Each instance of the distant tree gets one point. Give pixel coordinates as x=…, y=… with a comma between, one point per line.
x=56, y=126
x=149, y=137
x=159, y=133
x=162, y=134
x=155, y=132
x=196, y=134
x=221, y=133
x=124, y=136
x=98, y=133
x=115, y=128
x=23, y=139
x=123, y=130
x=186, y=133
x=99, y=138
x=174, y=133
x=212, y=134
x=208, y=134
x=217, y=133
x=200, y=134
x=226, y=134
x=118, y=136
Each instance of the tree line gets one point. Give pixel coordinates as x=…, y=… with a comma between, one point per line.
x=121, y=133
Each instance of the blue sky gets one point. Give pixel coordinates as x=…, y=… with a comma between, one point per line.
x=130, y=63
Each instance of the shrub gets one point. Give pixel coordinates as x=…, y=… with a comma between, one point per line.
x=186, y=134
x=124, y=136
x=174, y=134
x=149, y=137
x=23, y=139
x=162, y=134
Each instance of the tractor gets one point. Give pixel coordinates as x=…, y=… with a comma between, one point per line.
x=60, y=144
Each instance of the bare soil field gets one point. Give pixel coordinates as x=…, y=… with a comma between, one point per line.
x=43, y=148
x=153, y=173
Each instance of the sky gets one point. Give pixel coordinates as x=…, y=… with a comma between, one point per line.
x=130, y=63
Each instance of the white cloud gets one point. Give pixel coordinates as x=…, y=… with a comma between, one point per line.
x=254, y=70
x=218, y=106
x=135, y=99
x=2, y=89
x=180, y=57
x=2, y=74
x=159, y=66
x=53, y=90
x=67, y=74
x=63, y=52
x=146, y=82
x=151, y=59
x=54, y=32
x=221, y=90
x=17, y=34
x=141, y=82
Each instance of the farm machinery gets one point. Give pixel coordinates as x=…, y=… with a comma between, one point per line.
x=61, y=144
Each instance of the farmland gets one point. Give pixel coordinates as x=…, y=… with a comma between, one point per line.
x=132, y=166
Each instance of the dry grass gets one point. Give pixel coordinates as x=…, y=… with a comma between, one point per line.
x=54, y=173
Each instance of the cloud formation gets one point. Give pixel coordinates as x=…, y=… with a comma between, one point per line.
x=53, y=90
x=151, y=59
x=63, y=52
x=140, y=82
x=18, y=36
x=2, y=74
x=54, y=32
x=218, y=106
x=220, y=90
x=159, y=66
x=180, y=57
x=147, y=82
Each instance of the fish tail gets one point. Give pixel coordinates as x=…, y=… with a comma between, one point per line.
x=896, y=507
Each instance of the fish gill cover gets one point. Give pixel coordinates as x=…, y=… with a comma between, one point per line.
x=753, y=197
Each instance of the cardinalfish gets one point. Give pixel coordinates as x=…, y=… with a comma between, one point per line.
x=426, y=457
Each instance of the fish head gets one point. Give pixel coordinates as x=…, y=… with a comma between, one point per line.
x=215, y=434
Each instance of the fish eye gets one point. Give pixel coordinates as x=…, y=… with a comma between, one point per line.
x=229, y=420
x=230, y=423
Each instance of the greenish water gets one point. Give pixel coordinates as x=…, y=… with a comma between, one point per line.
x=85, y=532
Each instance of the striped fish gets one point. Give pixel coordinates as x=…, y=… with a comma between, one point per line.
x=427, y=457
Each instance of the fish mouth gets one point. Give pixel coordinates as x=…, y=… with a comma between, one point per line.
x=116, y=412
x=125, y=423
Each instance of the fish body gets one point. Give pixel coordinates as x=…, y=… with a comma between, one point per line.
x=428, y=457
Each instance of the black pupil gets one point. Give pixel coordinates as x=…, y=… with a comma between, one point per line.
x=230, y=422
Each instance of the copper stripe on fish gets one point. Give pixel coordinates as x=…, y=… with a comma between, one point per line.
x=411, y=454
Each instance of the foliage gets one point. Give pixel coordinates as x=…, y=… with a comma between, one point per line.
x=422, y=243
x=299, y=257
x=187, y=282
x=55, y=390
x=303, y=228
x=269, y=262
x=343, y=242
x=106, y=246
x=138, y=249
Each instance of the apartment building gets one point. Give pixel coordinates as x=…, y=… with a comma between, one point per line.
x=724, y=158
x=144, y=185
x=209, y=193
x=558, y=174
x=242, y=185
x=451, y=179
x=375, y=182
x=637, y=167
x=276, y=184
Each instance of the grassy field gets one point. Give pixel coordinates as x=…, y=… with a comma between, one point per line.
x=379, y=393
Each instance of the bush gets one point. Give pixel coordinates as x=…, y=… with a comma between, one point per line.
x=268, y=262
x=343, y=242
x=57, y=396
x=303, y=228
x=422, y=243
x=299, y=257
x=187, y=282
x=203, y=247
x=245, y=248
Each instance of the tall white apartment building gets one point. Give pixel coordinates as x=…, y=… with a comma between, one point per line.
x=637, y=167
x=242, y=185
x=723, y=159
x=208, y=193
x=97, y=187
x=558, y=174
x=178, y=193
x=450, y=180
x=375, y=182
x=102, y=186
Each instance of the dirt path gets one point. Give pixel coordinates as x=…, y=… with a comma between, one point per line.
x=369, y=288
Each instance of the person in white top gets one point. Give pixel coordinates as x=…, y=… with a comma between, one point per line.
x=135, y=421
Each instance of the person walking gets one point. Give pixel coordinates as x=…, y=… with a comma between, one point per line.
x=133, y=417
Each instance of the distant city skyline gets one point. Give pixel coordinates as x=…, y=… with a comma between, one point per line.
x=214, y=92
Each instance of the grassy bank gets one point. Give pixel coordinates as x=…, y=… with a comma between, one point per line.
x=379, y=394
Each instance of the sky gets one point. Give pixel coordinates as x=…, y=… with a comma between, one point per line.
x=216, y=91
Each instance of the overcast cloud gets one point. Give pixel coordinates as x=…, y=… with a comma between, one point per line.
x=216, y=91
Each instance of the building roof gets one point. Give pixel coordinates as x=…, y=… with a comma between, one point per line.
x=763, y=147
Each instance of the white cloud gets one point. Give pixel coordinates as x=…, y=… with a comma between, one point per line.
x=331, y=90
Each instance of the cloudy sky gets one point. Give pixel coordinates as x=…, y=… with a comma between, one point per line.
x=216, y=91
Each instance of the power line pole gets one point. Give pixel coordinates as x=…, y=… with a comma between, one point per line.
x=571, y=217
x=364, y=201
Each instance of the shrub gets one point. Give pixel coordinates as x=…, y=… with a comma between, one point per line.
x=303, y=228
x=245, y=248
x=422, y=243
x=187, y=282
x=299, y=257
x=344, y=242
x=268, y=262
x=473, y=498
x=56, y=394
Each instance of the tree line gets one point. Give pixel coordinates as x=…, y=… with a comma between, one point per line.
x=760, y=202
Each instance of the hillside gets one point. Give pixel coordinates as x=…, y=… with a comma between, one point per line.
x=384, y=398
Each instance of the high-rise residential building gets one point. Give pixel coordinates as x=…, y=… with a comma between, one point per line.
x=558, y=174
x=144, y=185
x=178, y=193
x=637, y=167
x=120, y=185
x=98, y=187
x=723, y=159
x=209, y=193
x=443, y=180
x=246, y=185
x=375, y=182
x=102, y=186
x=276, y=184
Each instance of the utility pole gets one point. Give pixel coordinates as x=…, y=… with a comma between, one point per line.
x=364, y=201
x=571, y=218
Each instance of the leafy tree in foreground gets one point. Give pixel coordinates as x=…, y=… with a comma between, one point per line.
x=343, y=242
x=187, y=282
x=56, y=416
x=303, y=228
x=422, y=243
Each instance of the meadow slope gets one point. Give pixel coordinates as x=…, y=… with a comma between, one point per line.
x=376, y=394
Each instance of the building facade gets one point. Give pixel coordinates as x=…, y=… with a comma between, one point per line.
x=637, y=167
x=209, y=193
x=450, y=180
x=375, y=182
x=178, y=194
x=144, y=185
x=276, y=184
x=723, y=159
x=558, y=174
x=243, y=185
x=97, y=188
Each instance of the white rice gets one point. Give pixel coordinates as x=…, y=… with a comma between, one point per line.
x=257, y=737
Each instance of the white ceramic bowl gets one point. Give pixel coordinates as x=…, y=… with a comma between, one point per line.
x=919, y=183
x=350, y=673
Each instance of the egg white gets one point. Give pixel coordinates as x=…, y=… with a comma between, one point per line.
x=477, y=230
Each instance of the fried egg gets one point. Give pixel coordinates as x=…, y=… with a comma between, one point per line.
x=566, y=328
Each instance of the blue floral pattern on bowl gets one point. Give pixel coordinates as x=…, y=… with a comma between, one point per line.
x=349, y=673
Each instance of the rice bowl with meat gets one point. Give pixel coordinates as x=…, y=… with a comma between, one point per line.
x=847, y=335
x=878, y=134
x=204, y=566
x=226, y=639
____________________
## EXERCISE DESCRIPTION
Reproduce the data above line for line, starting at the line that contains "Each instance of the farmland" and ending at the line that contains "x=428, y=457", both of those lines included.

## EXPECTED OUTPUT
Each instance of the farmland gets one point. Give pixel coordinates as x=…, y=… with a comma between, one point per line.
x=132, y=166
Each instance of the dry grass gets one point. Give pixel coordinates as x=…, y=… with a comma between, one point per line.
x=54, y=173
Each instance of the cloud formation gets one point. Give pixel coordinates as x=…, y=… with a comma between, one point per line.
x=53, y=90
x=151, y=59
x=63, y=52
x=140, y=82
x=18, y=36
x=2, y=74
x=54, y=32
x=218, y=106
x=220, y=90
x=159, y=66
x=180, y=57
x=147, y=82
Each instance of the fish tail gets one point. Give pixel coordinates as x=…, y=… with a comma between, one point per line.
x=896, y=507
Each instance of the fish gill cover gets one point. Give pixel coordinates as x=…, y=… with a comma between, one point per line.
x=753, y=197
Each instance of the cardinalfish gets one point. Give pixel coordinates as x=…, y=… with a comma between, one point per line.
x=426, y=457
Each instance of the fish head gets one point. Give pixel coordinates as x=…, y=… with a comma between, one point per line.
x=215, y=434
Each instance of the fish eye gets one point. Give pixel coordinates as x=…, y=… with a comma between, one point per line.
x=229, y=420
x=230, y=423
Each instance of the greenish water gets one point. Give pixel coordinates as x=…, y=… with a comma between, one point per line.
x=85, y=532
Each instance of the striped fish gets one point. Give pixel coordinates as x=…, y=… with a comma between, one point per line.
x=427, y=457
Each instance of the fish mouth gets one point. Give pixel coordinates as x=…, y=… with a comma between, one point per line.
x=116, y=412
x=125, y=423
Each instance of the fish body gets one point. Give pixel coordinates as x=…, y=… with a comma between, one point per line.
x=428, y=457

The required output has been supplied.